◆ Assignment ◆
Each line below is to be set down again exactly.

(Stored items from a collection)
========

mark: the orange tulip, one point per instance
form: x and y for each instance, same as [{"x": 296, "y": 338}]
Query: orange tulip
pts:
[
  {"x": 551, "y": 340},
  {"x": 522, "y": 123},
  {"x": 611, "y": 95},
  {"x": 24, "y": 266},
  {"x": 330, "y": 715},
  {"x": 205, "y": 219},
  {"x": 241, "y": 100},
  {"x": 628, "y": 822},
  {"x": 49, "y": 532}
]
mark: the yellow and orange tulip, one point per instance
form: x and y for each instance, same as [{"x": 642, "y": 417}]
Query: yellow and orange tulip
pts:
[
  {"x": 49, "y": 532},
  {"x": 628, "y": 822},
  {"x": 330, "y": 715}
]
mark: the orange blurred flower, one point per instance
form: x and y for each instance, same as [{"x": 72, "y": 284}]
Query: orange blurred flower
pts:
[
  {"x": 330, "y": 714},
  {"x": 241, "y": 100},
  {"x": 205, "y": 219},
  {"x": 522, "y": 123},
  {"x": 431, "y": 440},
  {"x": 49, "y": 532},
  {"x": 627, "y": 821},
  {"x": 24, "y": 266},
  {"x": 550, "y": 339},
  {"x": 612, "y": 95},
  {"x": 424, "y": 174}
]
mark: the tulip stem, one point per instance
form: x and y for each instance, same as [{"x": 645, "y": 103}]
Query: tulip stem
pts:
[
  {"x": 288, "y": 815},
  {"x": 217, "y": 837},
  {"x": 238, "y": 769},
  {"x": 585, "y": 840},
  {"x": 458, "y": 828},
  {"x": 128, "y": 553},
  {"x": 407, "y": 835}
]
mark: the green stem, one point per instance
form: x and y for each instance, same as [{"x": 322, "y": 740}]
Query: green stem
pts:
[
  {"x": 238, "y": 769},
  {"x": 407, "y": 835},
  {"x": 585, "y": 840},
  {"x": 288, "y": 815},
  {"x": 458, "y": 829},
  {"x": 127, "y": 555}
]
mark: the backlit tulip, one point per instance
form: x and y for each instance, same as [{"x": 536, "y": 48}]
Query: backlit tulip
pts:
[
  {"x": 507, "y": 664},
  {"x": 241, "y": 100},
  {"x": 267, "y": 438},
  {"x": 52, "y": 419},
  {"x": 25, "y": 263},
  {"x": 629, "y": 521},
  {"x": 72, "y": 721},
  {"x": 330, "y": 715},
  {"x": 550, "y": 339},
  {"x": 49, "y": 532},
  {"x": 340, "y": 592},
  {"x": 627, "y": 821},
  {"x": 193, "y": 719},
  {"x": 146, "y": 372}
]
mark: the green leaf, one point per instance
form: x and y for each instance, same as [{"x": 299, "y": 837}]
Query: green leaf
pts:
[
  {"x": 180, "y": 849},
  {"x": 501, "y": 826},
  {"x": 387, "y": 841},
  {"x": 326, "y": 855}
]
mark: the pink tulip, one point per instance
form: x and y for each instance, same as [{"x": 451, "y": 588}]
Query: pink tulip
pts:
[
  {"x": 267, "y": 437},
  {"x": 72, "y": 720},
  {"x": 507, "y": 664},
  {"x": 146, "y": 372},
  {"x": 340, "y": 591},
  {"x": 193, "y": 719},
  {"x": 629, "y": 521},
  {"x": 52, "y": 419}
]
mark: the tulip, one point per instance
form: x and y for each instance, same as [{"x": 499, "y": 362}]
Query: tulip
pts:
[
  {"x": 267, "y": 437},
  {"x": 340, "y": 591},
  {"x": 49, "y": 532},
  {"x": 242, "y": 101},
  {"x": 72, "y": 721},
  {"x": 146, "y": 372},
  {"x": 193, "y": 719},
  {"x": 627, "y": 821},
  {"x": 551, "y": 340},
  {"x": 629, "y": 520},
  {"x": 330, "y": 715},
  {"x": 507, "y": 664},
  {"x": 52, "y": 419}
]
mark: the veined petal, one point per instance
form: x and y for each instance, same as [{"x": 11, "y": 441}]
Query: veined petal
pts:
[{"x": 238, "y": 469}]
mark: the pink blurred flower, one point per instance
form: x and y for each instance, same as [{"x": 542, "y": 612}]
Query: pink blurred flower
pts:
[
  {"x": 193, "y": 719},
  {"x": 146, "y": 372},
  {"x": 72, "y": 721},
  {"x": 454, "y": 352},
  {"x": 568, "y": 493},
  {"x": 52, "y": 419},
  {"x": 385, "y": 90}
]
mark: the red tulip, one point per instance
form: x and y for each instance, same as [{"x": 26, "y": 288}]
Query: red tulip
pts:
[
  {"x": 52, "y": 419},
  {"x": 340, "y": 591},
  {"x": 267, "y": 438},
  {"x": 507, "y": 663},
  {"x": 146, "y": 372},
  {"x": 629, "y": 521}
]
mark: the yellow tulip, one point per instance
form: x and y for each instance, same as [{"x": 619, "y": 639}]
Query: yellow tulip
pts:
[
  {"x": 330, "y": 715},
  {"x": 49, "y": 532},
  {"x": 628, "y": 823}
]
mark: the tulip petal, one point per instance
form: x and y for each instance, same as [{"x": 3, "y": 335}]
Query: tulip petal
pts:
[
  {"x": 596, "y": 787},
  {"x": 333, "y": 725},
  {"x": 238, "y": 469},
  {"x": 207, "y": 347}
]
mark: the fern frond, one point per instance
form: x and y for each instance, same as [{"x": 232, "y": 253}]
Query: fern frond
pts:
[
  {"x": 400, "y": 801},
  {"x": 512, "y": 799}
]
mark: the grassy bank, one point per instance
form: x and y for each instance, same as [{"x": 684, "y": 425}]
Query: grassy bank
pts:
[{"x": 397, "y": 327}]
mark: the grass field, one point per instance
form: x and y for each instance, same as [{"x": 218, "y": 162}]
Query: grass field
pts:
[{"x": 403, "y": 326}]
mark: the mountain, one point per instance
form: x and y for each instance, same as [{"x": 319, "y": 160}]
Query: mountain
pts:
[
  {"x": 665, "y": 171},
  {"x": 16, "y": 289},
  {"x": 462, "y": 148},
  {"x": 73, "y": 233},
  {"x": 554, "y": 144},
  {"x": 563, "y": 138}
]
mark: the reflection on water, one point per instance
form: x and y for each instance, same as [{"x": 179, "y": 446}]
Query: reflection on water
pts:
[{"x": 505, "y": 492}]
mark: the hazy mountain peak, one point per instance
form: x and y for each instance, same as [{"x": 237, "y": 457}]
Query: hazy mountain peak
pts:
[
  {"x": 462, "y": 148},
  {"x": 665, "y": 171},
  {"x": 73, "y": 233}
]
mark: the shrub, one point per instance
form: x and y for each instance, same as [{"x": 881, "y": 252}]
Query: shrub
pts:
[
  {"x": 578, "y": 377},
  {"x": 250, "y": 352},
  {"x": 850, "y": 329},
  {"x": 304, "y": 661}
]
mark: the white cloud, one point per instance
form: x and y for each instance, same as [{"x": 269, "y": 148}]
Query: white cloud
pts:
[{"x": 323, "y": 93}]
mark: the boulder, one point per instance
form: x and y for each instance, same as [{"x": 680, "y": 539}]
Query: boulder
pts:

========

◆ Expected answer ◆
mark: the orange tulip, one point per instance
form: x and y for each instance, same as [{"x": 296, "y": 338}]
Query: orange tulip
pts:
[
  {"x": 551, "y": 340},
  {"x": 522, "y": 123},
  {"x": 611, "y": 95},
  {"x": 24, "y": 266},
  {"x": 330, "y": 715},
  {"x": 205, "y": 219},
  {"x": 241, "y": 100},
  {"x": 628, "y": 822},
  {"x": 49, "y": 532}
]
mark: the yellow and orange tulip, one point per instance
form: x and y for each instance, same as [{"x": 642, "y": 417}]
Query: yellow and orange tulip
pts:
[
  {"x": 49, "y": 532},
  {"x": 628, "y": 822},
  {"x": 330, "y": 715}
]
mark: the orange blurred flower, one point per instance
form: x and y for each instance, same as [{"x": 72, "y": 284}]
Query: orange blurred flower
pts:
[
  {"x": 330, "y": 714},
  {"x": 241, "y": 100},
  {"x": 205, "y": 219},
  {"x": 522, "y": 123},
  {"x": 431, "y": 440},
  {"x": 49, "y": 532},
  {"x": 627, "y": 821},
  {"x": 24, "y": 266},
  {"x": 550, "y": 339},
  {"x": 612, "y": 95},
  {"x": 424, "y": 174}
]
mark: the tulip stem, one point per instance
form: x and y for each instance, same as [{"x": 645, "y": 103}]
Query: tulip stem
pts:
[
  {"x": 288, "y": 815},
  {"x": 217, "y": 837},
  {"x": 238, "y": 769},
  {"x": 585, "y": 840},
  {"x": 458, "y": 828},
  {"x": 128, "y": 553},
  {"x": 407, "y": 835}
]
mark: the green stem, one point per instance
form: x and y for each instance, same as [{"x": 322, "y": 740}]
Query: green stem
pts:
[
  {"x": 238, "y": 769},
  {"x": 407, "y": 835},
  {"x": 585, "y": 840},
  {"x": 288, "y": 815},
  {"x": 458, "y": 829},
  {"x": 127, "y": 555}
]
mark: the backlit tulip, one point per instance
form: x and y for each instance, same as [{"x": 536, "y": 48}]
Query: backlit tulip
pts:
[
  {"x": 507, "y": 664},
  {"x": 241, "y": 100},
  {"x": 267, "y": 438},
  {"x": 52, "y": 419},
  {"x": 25, "y": 263},
  {"x": 629, "y": 521},
  {"x": 72, "y": 721},
  {"x": 330, "y": 715},
  {"x": 550, "y": 339},
  {"x": 49, "y": 532},
  {"x": 340, "y": 592},
  {"x": 627, "y": 821},
  {"x": 193, "y": 719},
  {"x": 146, "y": 372}
]
mark: the green leaf, one point per instance
form: x and y for each instance, same as [{"x": 299, "y": 837}]
Query: green leaf
pts:
[
  {"x": 180, "y": 849},
  {"x": 501, "y": 826},
  {"x": 387, "y": 841},
  {"x": 326, "y": 855}
]
mark: the pink tulip, one point per instance
form: x and y for each instance, same as [{"x": 451, "y": 588}]
Query: pink tulip
pts:
[
  {"x": 267, "y": 437},
  {"x": 72, "y": 720},
  {"x": 507, "y": 664},
  {"x": 146, "y": 372},
  {"x": 340, "y": 591},
  {"x": 193, "y": 719},
  {"x": 629, "y": 521},
  {"x": 52, "y": 419}
]
mark: the tulip, one point per instance
form: x and y for each instance, same as [{"x": 499, "y": 362}]
Query: tulip
pts:
[
  {"x": 267, "y": 437},
  {"x": 340, "y": 591},
  {"x": 49, "y": 532},
  {"x": 242, "y": 101},
  {"x": 72, "y": 721},
  {"x": 146, "y": 372},
  {"x": 193, "y": 719},
  {"x": 627, "y": 821},
  {"x": 551, "y": 340},
  {"x": 629, "y": 520},
  {"x": 330, "y": 715},
  {"x": 507, "y": 664},
  {"x": 52, "y": 419}
]
mark: the veined petal, one point per instance
form: x and y for each instance, same as [{"x": 11, "y": 441}]
Query: veined petal
pts:
[{"x": 238, "y": 469}]
mark: the pink blurred flower, one point per instance
form: x and y for each instance, same as [{"x": 542, "y": 612}]
Query: pink blurred flower
pts:
[
  {"x": 193, "y": 719},
  {"x": 146, "y": 372},
  {"x": 72, "y": 721},
  {"x": 454, "y": 352},
  {"x": 568, "y": 493},
  {"x": 52, "y": 419},
  {"x": 385, "y": 90}
]
mark: the red tulip, one point per instance
form: x and y for each instance, same as [{"x": 26, "y": 288}]
Query: red tulip
pts:
[
  {"x": 52, "y": 419},
  {"x": 340, "y": 591},
  {"x": 267, "y": 438},
  {"x": 507, "y": 663},
  {"x": 146, "y": 372},
  {"x": 629, "y": 521}
]
mark: the yellow tulip, one point per instance
form: x and y for each instance, same as [{"x": 619, "y": 639}]
Query: yellow tulip
pts:
[
  {"x": 330, "y": 715},
  {"x": 49, "y": 532},
  {"x": 628, "y": 823}
]
mark: the tulip petal, one point per instance
form: x and y for each instance, same as [{"x": 3, "y": 335}]
Query: tulip petal
pts:
[
  {"x": 596, "y": 787},
  {"x": 333, "y": 725},
  {"x": 238, "y": 469},
  {"x": 207, "y": 347}
]
mark: the fern frond, one point per instance
form: x and y for each instance, same as [{"x": 232, "y": 253}]
Query: fern frond
pts:
[
  {"x": 400, "y": 801},
  {"x": 512, "y": 799}
]
mark: the grassy bank, one point per instance
form: x and y for each instance, same as [{"x": 684, "y": 425}]
Query: grassy bank
pts:
[{"x": 397, "y": 327}]
mark: the grass field, one point per instance
form: x and y for each instance, same as [{"x": 218, "y": 162}]
Query: grass field
pts:
[{"x": 403, "y": 326}]
mark: the mountain, one point per instance
form: x and y for each instance, same as [{"x": 319, "y": 160}]
Query: mountain
pts:
[
  {"x": 665, "y": 171},
  {"x": 16, "y": 289},
  {"x": 462, "y": 148},
  {"x": 73, "y": 233},
  {"x": 554, "y": 144},
  {"x": 563, "y": 138}
]
mark: the reflection on water, one point per instance
form: x and y for each instance, same as [{"x": 179, "y": 446}]
Query: reflection on water
pts:
[{"x": 505, "y": 492}]
mark: the hazy mountain peak, one point per instance
form: x and y for each instance, same as [{"x": 237, "y": 457}]
Query: hazy mountain peak
pts:
[
  {"x": 462, "y": 148},
  {"x": 665, "y": 171},
  {"x": 73, "y": 233}
]
mark: the shrub, one point per instance
form: x and y for each instance, same as [{"x": 881, "y": 252}]
Query: shrub
pts:
[
  {"x": 578, "y": 377},
  {"x": 250, "y": 352},
  {"x": 850, "y": 329},
  {"x": 304, "y": 661}
]
mark: the white cloud, one point per instance
form: x and y for each instance, same as [{"x": 269, "y": 148}]
Query: white cloud
pts:
[{"x": 323, "y": 93}]
mark: the boulder, one point per instance
form: x and y for each instance, same as [{"x": 680, "y": 539}]
Query: boulder
pts:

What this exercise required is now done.